* _Short task_
Swap each "evenodd" in the listing below for "nonzero", and reproduce the listing with nothing else altered.

* _Data for this task_
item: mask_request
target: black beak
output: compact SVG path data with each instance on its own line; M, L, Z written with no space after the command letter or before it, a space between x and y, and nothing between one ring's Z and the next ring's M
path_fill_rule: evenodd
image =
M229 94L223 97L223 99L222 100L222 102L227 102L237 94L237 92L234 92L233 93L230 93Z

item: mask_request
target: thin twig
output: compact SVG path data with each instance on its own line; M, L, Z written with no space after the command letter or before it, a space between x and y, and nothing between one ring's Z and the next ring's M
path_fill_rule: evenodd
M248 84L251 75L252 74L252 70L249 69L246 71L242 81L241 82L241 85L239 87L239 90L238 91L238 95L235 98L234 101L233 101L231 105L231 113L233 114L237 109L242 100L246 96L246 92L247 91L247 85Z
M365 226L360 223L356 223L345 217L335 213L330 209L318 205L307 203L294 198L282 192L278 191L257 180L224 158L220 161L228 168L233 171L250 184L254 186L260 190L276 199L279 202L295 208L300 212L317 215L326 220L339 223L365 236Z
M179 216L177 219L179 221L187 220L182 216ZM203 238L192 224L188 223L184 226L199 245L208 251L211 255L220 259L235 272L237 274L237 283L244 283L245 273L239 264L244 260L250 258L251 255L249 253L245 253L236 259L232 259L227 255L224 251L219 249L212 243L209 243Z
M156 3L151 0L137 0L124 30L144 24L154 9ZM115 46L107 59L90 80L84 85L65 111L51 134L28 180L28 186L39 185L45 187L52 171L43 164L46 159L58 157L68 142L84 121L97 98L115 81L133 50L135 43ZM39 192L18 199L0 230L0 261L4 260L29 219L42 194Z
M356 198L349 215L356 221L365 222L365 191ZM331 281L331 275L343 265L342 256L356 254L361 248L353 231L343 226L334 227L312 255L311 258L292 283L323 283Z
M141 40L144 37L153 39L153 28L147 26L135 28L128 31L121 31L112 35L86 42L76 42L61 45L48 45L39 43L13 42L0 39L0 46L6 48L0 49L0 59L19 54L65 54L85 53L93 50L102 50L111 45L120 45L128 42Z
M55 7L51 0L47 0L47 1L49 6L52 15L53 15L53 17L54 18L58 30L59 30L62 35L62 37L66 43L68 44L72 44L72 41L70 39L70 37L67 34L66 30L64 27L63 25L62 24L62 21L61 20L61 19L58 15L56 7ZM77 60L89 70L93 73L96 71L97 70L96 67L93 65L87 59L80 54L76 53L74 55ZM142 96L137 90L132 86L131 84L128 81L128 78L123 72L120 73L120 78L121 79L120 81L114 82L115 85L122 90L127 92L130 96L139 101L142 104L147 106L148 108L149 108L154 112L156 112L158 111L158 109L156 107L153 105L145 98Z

* _Exercise solution_
item: mask_request
target: black beak
output: compact SVG path data with each instance on its own line; M, L, Z written with no space after the command letter or before it, a space between x and y, and nothing between one ring's Z and the next ring's M
path_fill_rule: nonzero
image =
M229 94L223 97L223 99L222 100L222 102L227 102L237 94L237 92L234 92L233 93L230 93Z

item: mask_request
target: thin twig
output: compact SVG path data with each instance on its own line; M, L, Z written with no space after the command letter or before it, a space between x and y, and nothing between one ring's Z and the next ring's M
path_fill_rule: nonzero
M248 84L251 75L252 74L252 70L249 69L246 71L242 81L241 82L241 85L239 87L239 90L238 91L238 95L235 98L234 101L233 101L231 105L231 113L233 114L237 109L242 100L246 96L246 92L247 91L247 85Z
M365 226L360 223L356 223L345 217L335 213L330 209L318 205L307 203L294 198L282 192L278 191L257 180L224 158L220 161L228 168L233 171L250 184L254 186L260 190L276 199L279 202L295 208L300 212L317 215L326 220L339 223L365 236Z
M179 216L177 219L179 221L187 220L182 216ZM203 238L192 224L188 223L184 226L199 245L208 251L211 255L220 259L235 272L237 274L237 283L244 283L245 273L239 264L244 260L250 258L251 255L249 253L245 253L236 259L232 259L227 255L224 251L219 249L212 243L209 243Z
M156 3L151 0L137 0L124 30L144 24L154 9ZM115 46L107 59L90 80L84 85L65 111L51 134L28 180L28 186L39 185L45 187L52 171L43 164L46 159L58 157L68 142L84 121L97 98L115 81L133 50L135 43ZM39 192L18 199L0 230L0 261L4 260L29 219L42 194Z
M356 198L349 215L356 221L365 222L365 191ZM331 281L331 275L343 265L342 256L356 254L361 248L353 231L343 226L334 227L312 255L311 258L292 283L323 283Z
M141 40L144 37L153 39L153 28L147 26L135 28L128 31L121 31L112 35L86 42L76 42L61 45L48 45L39 43L13 42L0 39L0 46L6 48L0 49L0 59L19 54L65 54L85 53L93 50L102 50L111 45L120 45L128 42Z
M55 7L51 0L47 0L47 1L49 6L52 15L53 15L53 17L54 18L58 30L59 30L62 35L62 37L66 43L68 44L72 44L72 41L70 39L70 37L67 34L66 30L64 27L63 25L62 24L62 21L61 20L61 19L58 15L56 7ZM77 60L89 70L93 73L96 71L97 70L96 67L93 65L87 59L80 54L76 53L74 55ZM142 96L137 90L132 86L131 84L128 81L128 78L123 72L120 73L120 78L121 79L120 81L114 82L115 85L122 90L127 92L130 96L139 101L142 104L147 106L148 108L149 108L154 112L156 112L158 111L158 109L156 107L153 105L145 98Z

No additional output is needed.